* Start Records for processing *

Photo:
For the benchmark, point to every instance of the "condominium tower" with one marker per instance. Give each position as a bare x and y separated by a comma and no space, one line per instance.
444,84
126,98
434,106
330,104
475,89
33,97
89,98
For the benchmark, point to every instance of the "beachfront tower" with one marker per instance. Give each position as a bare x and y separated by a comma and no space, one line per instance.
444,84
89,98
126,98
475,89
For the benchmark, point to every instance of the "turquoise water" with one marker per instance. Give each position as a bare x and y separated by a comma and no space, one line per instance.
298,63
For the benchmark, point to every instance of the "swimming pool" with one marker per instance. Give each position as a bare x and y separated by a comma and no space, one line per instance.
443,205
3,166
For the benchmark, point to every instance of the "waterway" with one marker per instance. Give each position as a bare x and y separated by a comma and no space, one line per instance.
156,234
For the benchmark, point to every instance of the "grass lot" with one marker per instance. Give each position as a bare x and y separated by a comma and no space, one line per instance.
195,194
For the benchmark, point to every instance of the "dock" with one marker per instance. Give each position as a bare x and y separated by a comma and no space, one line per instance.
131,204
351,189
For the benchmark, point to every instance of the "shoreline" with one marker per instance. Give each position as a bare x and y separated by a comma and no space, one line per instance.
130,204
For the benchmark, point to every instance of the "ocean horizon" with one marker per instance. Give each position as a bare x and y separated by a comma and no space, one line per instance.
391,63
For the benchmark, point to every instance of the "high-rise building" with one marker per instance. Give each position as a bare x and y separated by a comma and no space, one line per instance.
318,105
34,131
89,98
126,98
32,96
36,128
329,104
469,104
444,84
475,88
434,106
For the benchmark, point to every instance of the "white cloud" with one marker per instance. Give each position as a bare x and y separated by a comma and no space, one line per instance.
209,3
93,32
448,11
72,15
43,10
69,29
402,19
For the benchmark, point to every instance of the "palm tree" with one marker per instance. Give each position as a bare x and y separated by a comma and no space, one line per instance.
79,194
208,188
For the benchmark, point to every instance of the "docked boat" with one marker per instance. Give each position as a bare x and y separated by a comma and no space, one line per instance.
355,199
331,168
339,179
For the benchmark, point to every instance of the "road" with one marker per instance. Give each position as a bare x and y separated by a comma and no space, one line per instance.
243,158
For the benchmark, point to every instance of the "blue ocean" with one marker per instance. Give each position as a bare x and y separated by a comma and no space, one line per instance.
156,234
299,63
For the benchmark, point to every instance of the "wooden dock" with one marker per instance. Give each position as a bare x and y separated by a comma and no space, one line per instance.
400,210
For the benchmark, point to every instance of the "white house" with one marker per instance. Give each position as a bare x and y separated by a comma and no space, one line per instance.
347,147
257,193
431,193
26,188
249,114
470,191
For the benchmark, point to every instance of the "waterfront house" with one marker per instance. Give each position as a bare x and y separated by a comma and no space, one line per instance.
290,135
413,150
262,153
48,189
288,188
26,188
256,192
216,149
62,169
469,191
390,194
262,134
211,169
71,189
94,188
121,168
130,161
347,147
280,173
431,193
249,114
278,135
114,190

* End Records for processing *

▸ Task goal: Restate the listing above word for word.

▸ Response for this exercise:
Photo:
For the benchmark, point to every instance of the "condominium tower" with one marker per instance. Give each position as a bare x and y separated by a comma and no space, one line per instance.
444,84
126,98
434,106
330,104
475,89
33,97
89,98
For the benchmark, point to every instance of the "beachfront tower" with one marker per instance. Give each position as a bare x and y separated by a comma and no space, one line per instance.
444,84
89,98
126,98
475,89
For the benchmark, point to every instance of the "turquoise water" with one marker per instance. Give each position as a bare x and y separated by a comma and no space, one line per instance.
298,63
For the benchmark, point to every instance of the "swimming pool" with one marker per instance. Give each position as a bare x and y separated by a comma and no space, one line per instance.
443,205
3,166
For the benchmark, point to every instance of the "waterway" with one marker per instance. Give each position as a bare x and y separated by a comma and no space, one line per instance.
156,234
For the benchmark, point to every instance of the "grass lot" with one marker per instance. Give each position as a bare x and y separated by a comma and no space, one line per instance.
195,194
For the benchmark, point to every instance of the "dock" with one marker per instance. Give each position as a bare x and y separated by a comma and no space, one line per instance.
131,204
351,189
For the benchmark, point to every instance of the "shoreline" with one marker per instance. Give each position as a bare x and y separated by a comma and no space, one line per instance.
130,204
For the benchmark, point to every instance of the "ocean horizon" with one marker per instance. Give each position as a bare x and y separated by a comma and no space, one line per instance.
391,63
For the benchmark, point to every instance of the "high-rise building" with one marker per instance. Give each position as a bare x and y separated by a comma and no space, one line per instance.
318,105
34,131
89,98
126,98
32,96
36,128
329,104
469,104
444,84
475,88
434,106
For the benchmark, point to every instance of the "white cloud" with one marker per instance. Give each position as a bare x and y separated by a comma and no space, one line per instance.
209,3
93,32
448,11
72,15
43,10
69,29
402,19
For the benchmark, point to every instance of the "palm tree" with one marker per instance. Give each position as a bare x and y separated by a comma and no space, one line per instance.
79,194
208,188
For the benchmark, point to every instance of the "docked boat" with one marker per instance. Give each position as a bare x and y separated by a comma and no space, one line per instance.
355,199
331,168
339,179
For the benchmark, point to every instance of the "road" with one marker per instance. Give each position as a bare x and y separated by a comma and no space, one line per instance.
243,158
For the benchmark, point to every instance of the "blue ocean" with one marker per instance. Give each position as a bare x and y separated by a comma and no space, one line per instance.
156,234
299,63
For the benchmark, point to every instance of the "wooden dock" with one marker per instance. Give each position as a bare x and y separated by a comma and no space, one line per instance.
400,210
For the benchmark, point to every instance of the "white house" with one marker per instance. Give each position as a bare x and y separated by a comma and no space, one line per instance.
347,147
257,193
431,193
26,188
249,114
470,191
For the benchmark, point to every instance of the "waterfront house" with one marker per instance. Give each position as a bare x and y separated by a comma and no space, one line per instance.
290,135
413,150
262,153
48,189
288,188
26,188
256,192
216,149
62,169
469,191
390,194
262,134
211,169
71,189
94,188
121,168
130,161
347,147
280,173
431,193
249,114
278,135
114,190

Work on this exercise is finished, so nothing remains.